* [Information given]
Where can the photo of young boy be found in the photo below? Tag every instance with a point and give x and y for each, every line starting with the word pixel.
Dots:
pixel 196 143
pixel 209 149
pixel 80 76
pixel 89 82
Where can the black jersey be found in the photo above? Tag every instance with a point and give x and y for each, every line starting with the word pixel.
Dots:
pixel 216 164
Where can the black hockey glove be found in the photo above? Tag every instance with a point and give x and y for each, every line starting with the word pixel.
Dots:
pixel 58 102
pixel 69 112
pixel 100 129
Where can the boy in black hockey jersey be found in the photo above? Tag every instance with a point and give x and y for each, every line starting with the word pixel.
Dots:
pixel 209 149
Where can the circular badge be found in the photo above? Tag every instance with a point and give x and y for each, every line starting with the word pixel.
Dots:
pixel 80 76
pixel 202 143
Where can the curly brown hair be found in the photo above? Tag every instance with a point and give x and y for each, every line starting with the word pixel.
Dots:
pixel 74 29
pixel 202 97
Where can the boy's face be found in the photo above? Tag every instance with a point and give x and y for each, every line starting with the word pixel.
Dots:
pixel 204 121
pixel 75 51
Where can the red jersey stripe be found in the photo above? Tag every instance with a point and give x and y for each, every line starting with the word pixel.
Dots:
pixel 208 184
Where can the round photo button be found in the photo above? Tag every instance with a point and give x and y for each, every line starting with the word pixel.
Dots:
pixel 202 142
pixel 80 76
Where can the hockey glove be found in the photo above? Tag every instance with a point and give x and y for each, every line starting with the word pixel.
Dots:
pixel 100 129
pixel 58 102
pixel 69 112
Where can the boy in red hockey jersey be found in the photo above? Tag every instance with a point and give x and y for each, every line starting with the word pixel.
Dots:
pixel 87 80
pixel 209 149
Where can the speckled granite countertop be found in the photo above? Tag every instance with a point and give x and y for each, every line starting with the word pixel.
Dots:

* [Stated goal]
Write out the whole listing again. Match it word for word.

* [Full solution]
Where can the photo of young boy be found in the photo below? Tag every instance with a point and give x and y for each, every line starting with the word pixel.
Dots:
pixel 196 143
pixel 209 149
pixel 80 76
pixel 89 82
Where can the black jersey be found in the photo above? Tag every instance with a point and give x and y for each, every line starting with the word pixel.
Dots:
pixel 216 164
Where can the black hockey glove be found in the photo above? Tag every instance with a point and give x and y for each, every line starting with the word pixel.
Dots:
pixel 58 102
pixel 69 112
pixel 100 129
Where can the boy in black hockey jersey be found in the photo above? Tag every instance with a point and give x and y for each, every line starting with the word pixel.
Dots:
pixel 209 149
Where can the circular badge be found in the photo above? Tag every instance with a point and give x and y for each, every line starting with the word pixel.
Dots:
pixel 80 76
pixel 202 143
Where can the curly brown hair be found in the photo above? Tag every instance with a point and give x and y for each, every line starting with the word pixel.
Dots:
pixel 74 29
pixel 202 97
Where can the boy's face be found in the photo above? Tag every instance with a point and give x and y for each, every line starting with the word pixel.
Dots:
pixel 204 121
pixel 75 51
Where can the red jersey stripe be found in the photo above? Tag every instance with a point and give x and y for each, every line starting with the word pixel.
Dots:
pixel 208 184
Where can the round photo button be found in the photo above? Tag every instance with a point and give x and y for each, every line starting with the word pixel.
Dots:
pixel 202 142
pixel 80 76
Where can the hockey glove be found in the photo above? Tag every instance with a point and give x and y for each, every line starting with the word pixel.
Dots:
pixel 100 129
pixel 58 102
pixel 69 112
Where can the boy in red hockey jersey be found in the photo above? Tag every instance with a point and give x and y for each, every line starting with the word pixel.
Dots:
pixel 87 80
pixel 209 149
Where can the speckled granite countertop be found in the photo above? Tag every instance with a point and give x and y for each, every line starting with the word pixel.
Dots:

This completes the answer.